Saved data entries:
- Opening Delimiter -

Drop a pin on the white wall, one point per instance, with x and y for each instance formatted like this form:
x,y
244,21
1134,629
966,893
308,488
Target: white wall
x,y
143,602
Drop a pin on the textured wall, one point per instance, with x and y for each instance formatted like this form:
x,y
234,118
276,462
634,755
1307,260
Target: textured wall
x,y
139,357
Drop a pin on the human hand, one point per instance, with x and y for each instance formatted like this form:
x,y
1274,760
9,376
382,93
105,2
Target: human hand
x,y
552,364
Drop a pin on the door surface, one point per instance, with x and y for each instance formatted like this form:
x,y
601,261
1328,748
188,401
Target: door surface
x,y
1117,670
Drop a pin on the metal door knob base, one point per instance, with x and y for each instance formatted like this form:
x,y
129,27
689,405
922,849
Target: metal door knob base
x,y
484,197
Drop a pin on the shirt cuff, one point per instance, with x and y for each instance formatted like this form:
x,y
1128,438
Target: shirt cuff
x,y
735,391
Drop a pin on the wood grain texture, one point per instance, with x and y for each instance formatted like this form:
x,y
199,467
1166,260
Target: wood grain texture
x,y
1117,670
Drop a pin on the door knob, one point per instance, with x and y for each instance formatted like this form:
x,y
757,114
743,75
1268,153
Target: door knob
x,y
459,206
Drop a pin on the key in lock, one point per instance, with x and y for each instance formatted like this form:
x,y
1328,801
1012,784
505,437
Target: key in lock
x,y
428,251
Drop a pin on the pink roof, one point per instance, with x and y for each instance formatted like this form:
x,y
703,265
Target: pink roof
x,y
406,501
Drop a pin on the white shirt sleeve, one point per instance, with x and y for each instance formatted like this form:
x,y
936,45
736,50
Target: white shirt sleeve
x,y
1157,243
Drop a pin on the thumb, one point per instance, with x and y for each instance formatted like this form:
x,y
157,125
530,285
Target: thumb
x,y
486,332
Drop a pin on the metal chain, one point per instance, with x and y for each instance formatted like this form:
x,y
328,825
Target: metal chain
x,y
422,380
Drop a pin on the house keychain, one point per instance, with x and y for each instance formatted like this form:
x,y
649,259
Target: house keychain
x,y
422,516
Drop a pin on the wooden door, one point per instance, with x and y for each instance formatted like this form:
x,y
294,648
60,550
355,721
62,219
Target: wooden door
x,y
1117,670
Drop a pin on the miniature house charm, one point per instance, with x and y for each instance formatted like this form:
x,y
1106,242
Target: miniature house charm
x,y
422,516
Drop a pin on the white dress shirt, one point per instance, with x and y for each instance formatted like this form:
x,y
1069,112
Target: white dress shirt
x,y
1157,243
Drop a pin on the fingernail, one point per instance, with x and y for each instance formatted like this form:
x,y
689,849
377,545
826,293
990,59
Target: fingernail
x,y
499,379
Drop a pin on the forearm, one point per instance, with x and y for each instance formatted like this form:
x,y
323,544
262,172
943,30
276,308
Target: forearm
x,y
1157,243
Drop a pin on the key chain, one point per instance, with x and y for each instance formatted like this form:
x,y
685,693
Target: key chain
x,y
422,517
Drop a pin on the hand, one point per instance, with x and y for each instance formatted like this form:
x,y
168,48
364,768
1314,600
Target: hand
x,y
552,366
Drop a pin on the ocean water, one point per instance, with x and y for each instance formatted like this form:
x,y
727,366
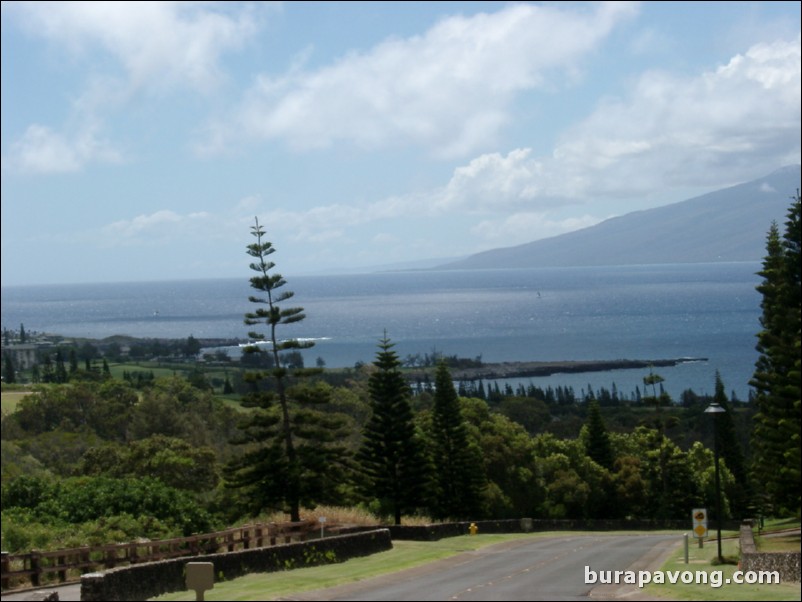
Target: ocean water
x,y
594,313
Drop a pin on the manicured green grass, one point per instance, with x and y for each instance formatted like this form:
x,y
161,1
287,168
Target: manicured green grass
x,y
700,560
779,543
404,555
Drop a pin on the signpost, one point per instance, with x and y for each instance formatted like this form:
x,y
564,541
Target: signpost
x,y
699,517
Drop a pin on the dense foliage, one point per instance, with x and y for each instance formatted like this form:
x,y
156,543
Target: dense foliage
x,y
776,437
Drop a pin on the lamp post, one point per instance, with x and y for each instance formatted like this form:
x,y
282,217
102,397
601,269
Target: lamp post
x,y
715,409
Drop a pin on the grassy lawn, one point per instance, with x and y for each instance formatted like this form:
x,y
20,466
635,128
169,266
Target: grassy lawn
x,y
700,560
404,555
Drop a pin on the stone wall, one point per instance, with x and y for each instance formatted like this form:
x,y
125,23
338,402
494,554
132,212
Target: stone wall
x,y
787,564
147,580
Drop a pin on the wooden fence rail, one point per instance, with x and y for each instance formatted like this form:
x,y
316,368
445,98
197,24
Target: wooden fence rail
x,y
36,568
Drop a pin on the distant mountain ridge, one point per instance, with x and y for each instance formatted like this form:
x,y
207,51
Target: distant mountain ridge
x,y
725,225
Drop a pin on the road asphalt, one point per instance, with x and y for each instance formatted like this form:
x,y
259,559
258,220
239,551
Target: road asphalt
x,y
650,560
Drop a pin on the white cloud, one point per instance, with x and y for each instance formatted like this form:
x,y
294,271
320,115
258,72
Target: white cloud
x,y
41,150
157,43
727,125
162,227
448,89
155,46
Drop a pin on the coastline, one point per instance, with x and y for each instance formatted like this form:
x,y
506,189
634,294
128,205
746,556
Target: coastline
x,y
532,369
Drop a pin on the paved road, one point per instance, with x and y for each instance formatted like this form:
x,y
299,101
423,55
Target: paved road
x,y
538,569
543,568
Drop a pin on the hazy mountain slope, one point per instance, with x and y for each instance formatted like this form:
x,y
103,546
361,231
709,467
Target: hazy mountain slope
x,y
725,225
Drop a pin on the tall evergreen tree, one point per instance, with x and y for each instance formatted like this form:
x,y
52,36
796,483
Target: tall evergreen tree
x,y
391,455
730,449
294,452
776,432
598,445
458,464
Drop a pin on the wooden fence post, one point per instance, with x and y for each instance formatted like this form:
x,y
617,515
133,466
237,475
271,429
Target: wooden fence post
x,y
36,568
6,568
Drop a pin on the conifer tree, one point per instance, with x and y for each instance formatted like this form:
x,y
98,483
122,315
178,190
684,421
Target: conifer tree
x,y
598,445
391,455
776,432
730,449
458,464
294,452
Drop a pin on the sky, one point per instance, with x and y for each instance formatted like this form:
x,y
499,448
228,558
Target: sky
x,y
140,140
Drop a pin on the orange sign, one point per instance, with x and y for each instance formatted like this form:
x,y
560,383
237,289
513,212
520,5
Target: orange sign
x,y
699,517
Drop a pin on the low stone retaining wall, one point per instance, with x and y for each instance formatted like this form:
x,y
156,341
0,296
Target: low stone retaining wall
x,y
144,581
787,564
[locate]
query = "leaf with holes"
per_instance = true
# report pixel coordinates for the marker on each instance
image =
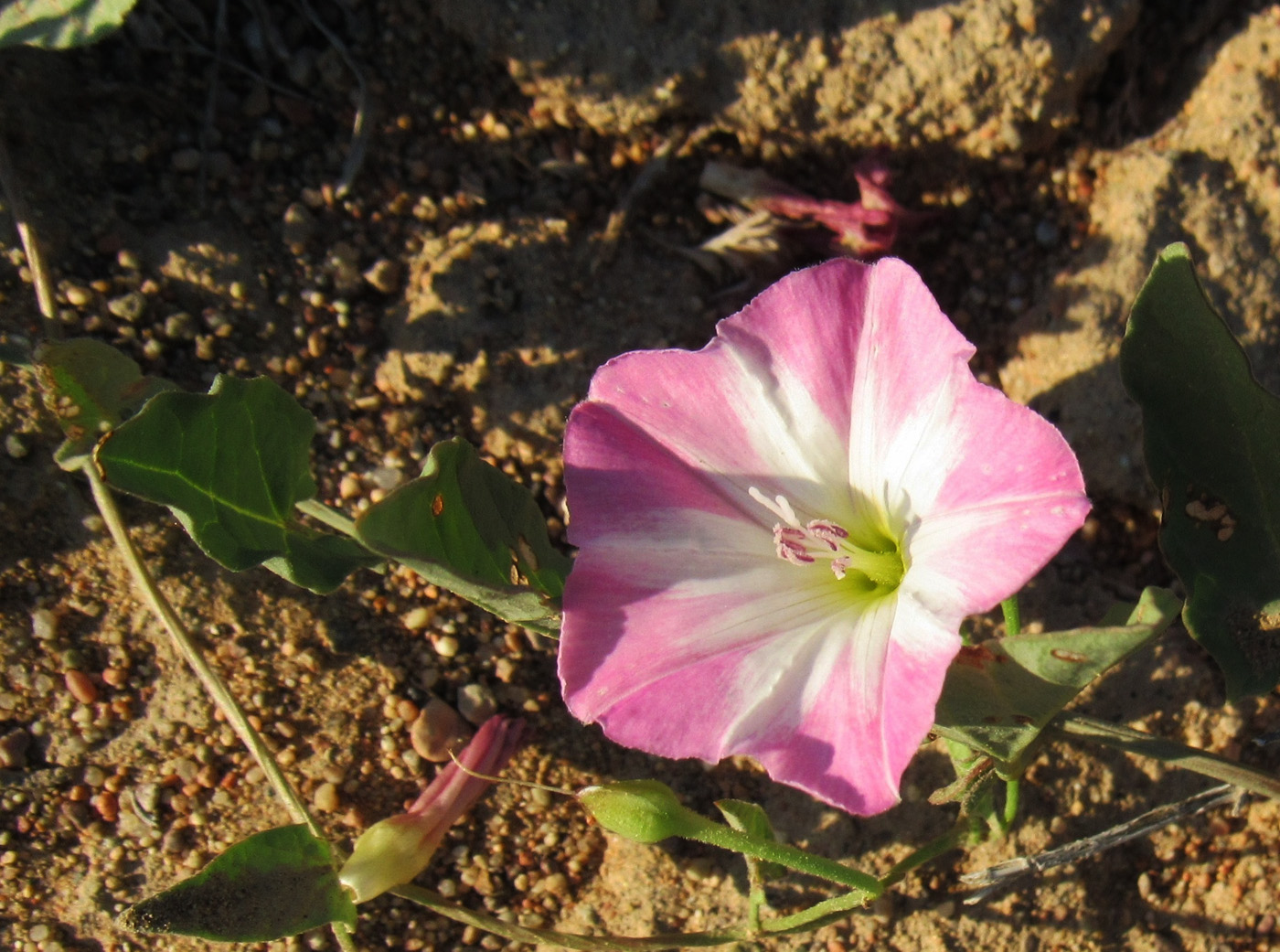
(1000, 694)
(1211, 435)
(58, 25)
(90, 388)
(467, 528)
(230, 465)
(274, 884)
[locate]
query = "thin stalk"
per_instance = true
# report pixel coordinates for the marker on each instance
(29, 244)
(1145, 745)
(589, 943)
(789, 856)
(1013, 615)
(949, 840)
(213, 683)
(208, 679)
(1013, 797)
(828, 910)
(329, 517)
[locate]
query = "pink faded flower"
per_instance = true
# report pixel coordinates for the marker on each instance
(781, 532)
(393, 851)
(866, 228)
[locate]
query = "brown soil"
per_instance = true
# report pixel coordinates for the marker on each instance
(467, 285)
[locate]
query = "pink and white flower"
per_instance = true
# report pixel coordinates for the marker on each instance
(780, 534)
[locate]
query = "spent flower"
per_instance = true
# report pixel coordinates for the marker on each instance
(780, 534)
(393, 851)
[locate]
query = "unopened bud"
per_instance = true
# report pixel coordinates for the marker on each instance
(645, 811)
(389, 852)
(393, 851)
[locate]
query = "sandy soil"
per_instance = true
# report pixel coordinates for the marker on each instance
(516, 220)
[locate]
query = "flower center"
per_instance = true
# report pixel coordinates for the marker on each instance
(823, 540)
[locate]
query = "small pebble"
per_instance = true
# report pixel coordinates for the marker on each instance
(384, 275)
(44, 625)
(476, 702)
(325, 797)
(79, 295)
(13, 749)
(386, 477)
(80, 686)
(447, 647)
(16, 447)
(437, 731)
(298, 227)
(416, 618)
(179, 326)
(128, 307)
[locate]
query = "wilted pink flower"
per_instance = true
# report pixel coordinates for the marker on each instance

- Closing Delimiter -

Your reply should consist of a single number, the count of lines in the records above that contain the string "query".

Answer to this exercise ▸ 11